Task brief: Return every line of the data below that contains the string "building".

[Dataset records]
------------------------------------------------
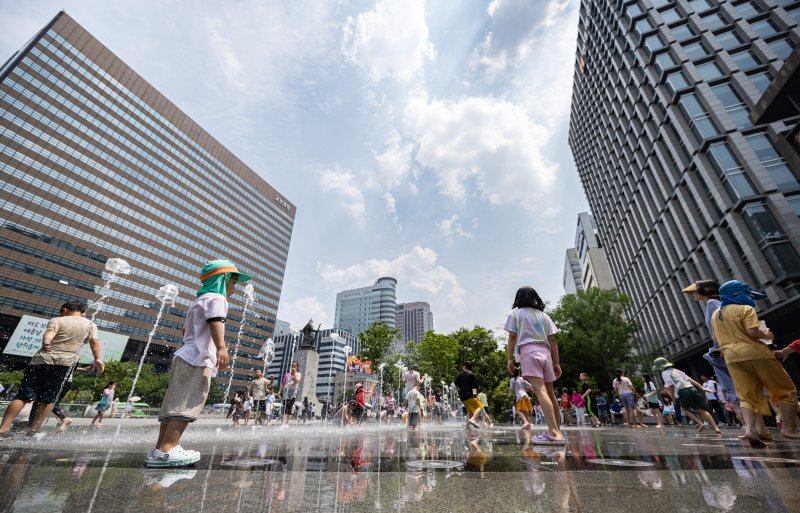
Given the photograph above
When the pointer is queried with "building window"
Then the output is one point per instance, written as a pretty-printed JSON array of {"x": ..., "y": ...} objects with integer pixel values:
[
  {"x": 714, "y": 20},
  {"x": 730, "y": 171},
  {"x": 709, "y": 71},
  {"x": 771, "y": 239},
  {"x": 654, "y": 43},
  {"x": 782, "y": 48},
  {"x": 696, "y": 115},
  {"x": 748, "y": 9},
  {"x": 761, "y": 81},
  {"x": 729, "y": 39},
  {"x": 677, "y": 81},
  {"x": 695, "y": 50},
  {"x": 733, "y": 104},
  {"x": 764, "y": 28},
  {"x": 745, "y": 60},
  {"x": 776, "y": 167},
  {"x": 701, "y": 5},
  {"x": 682, "y": 32},
  {"x": 665, "y": 61},
  {"x": 671, "y": 15}
]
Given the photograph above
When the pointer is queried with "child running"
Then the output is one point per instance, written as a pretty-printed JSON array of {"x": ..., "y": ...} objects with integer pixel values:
[
  {"x": 531, "y": 335},
  {"x": 203, "y": 353},
  {"x": 467, "y": 387}
]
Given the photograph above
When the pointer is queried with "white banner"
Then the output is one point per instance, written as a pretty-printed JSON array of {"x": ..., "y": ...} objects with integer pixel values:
[{"x": 27, "y": 340}]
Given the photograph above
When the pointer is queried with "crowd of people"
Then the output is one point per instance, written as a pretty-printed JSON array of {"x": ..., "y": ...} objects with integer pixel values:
[{"x": 751, "y": 382}]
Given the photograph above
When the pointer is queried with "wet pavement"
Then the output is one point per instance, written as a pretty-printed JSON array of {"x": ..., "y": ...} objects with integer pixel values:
[{"x": 441, "y": 469}]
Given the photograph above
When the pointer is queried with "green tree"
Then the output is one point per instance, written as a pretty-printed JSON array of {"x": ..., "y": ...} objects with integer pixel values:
[
  {"x": 596, "y": 337},
  {"x": 436, "y": 356}
]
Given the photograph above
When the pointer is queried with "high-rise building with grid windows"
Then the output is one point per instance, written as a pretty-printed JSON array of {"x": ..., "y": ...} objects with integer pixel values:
[
  {"x": 95, "y": 163},
  {"x": 681, "y": 184}
]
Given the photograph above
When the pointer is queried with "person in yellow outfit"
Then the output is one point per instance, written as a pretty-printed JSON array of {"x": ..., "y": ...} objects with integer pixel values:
[{"x": 752, "y": 365}]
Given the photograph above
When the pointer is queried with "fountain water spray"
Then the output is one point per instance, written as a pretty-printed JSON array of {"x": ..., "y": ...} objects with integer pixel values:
[
  {"x": 380, "y": 399},
  {"x": 347, "y": 350},
  {"x": 249, "y": 297},
  {"x": 335, "y": 340},
  {"x": 167, "y": 295}
]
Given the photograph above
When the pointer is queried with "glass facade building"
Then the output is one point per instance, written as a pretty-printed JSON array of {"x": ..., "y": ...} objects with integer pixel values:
[
  {"x": 682, "y": 185},
  {"x": 358, "y": 309},
  {"x": 95, "y": 163}
]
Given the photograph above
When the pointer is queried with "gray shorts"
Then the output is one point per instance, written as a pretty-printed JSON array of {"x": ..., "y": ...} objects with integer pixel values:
[{"x": 186, "y": 393}]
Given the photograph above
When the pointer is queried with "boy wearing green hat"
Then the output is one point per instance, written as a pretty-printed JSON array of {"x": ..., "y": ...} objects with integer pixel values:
[{"x": 203, "y": 353}]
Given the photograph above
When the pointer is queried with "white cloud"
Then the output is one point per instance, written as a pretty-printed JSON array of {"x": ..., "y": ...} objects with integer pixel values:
[
  {"x": 344, "y": 184},
  {"x": 390, "y": 41},
  {"x": 450, "y": 228},
  {"x": 419, "y": 275},
  {"x": 513, "y": 28},
  {"x": 297, "y": 313},
  {"x": 491, "y": 143}
]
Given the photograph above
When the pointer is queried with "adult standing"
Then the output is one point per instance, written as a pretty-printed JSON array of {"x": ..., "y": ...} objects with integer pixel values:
[
  {"x": 707, "y": 291},
  {"x": 752, "y": 365},
  {"x": 258, "y": 391},
  {"x": 688, "y": 391},
  {"x": 289, "y": 387},
  {"x": 711, "y": 388},
  {"x": 47, "y": 371}
]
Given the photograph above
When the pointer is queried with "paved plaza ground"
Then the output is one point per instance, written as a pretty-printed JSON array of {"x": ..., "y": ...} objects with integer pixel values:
[{"x": 441, "y": 469}]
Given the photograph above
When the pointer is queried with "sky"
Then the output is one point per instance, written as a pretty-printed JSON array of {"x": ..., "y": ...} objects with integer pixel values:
[{"x": 424, "y": 140}]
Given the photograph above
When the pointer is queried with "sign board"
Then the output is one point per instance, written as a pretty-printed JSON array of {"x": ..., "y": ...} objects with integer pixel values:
[{"x": 27, "y": 340}]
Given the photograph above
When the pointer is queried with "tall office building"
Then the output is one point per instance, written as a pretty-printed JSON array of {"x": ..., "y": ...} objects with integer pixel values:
[
  {"x": 572, "y": 272},
  {"x": 332, "y": 358},
  {"x": 414, "y": 320},
  {"x": 358, "y": 309},
  {"x": 95, "y": 163},
  {"x": 682, "y": 185}
]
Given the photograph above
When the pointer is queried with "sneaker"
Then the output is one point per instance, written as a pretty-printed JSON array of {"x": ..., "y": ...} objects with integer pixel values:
[
  {"x": 167, "y": 478},
  {"x": 177, "y": 457}
]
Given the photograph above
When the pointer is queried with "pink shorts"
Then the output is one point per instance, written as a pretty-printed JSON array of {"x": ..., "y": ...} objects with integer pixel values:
[{"x": 537, "y": 362}]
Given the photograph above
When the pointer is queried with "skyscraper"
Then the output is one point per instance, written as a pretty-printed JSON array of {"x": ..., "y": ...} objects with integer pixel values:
[
  {"x": 358, "y": 309},
  {"x": 681, "y": 184},
  {"x": 414, "y": 320},
  {"x": 95, "y": 163}
]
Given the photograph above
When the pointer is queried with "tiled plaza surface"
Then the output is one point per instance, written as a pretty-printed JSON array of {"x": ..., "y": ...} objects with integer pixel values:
[{"x": 440, "y": 469}]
------------------------------------------------
Response:
When the pointer is queried with "building window"
When the pointer is queried with "high-rise building with grid windows"
When the pointer is queried with "glass facade building"
When the pointer is queried with "tall office building"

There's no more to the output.